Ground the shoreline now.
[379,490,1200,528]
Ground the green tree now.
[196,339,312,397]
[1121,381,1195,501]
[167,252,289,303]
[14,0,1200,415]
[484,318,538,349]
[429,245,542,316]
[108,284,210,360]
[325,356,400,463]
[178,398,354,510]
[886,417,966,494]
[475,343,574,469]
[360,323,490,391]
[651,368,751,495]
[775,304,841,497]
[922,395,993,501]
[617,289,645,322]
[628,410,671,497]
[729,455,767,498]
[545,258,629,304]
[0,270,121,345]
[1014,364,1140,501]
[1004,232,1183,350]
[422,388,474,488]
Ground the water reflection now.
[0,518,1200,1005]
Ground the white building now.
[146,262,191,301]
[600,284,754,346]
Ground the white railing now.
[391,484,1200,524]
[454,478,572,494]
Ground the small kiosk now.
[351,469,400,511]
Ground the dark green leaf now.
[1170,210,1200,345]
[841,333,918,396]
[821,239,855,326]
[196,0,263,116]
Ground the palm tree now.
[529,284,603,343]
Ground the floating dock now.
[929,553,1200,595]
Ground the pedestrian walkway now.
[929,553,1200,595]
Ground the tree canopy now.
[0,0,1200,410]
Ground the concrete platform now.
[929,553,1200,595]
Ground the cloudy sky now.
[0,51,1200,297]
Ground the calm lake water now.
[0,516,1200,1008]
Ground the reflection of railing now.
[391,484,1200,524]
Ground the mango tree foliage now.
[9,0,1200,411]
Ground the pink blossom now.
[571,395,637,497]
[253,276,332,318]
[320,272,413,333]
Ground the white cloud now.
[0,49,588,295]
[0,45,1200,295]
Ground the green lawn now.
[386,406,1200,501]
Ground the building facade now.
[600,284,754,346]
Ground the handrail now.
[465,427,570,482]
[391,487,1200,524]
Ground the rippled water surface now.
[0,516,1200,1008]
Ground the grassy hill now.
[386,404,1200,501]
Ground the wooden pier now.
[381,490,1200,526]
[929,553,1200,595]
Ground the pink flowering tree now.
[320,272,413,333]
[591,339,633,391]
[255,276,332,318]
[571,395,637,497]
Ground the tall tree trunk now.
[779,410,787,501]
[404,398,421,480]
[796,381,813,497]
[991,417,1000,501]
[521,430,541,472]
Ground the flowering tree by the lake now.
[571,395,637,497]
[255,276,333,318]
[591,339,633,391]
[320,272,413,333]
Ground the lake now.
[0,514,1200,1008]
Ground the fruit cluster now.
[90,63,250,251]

__EXERCISE OBJECTIVE__.
Shift every bounding-box coordinate by -105 in the rows from the line with "Ground the green lawn now." to the line with "[386,404,1200,501]", both ends included. Write out that whole stretch again, keeping the other lines unchanged.

__WRITTEN REPLY__.
Ground the green lawn now.
[281,301,1095,396]
Ground the building facade now.
[495,179,649,241]
Ground the handrail now.
[360,322,465,377]
[286,382,1095,419]
Ground the rippled water surface now.
[-105,411,1095,903]
Ground the grassy hill now.
[281,299,1095,396]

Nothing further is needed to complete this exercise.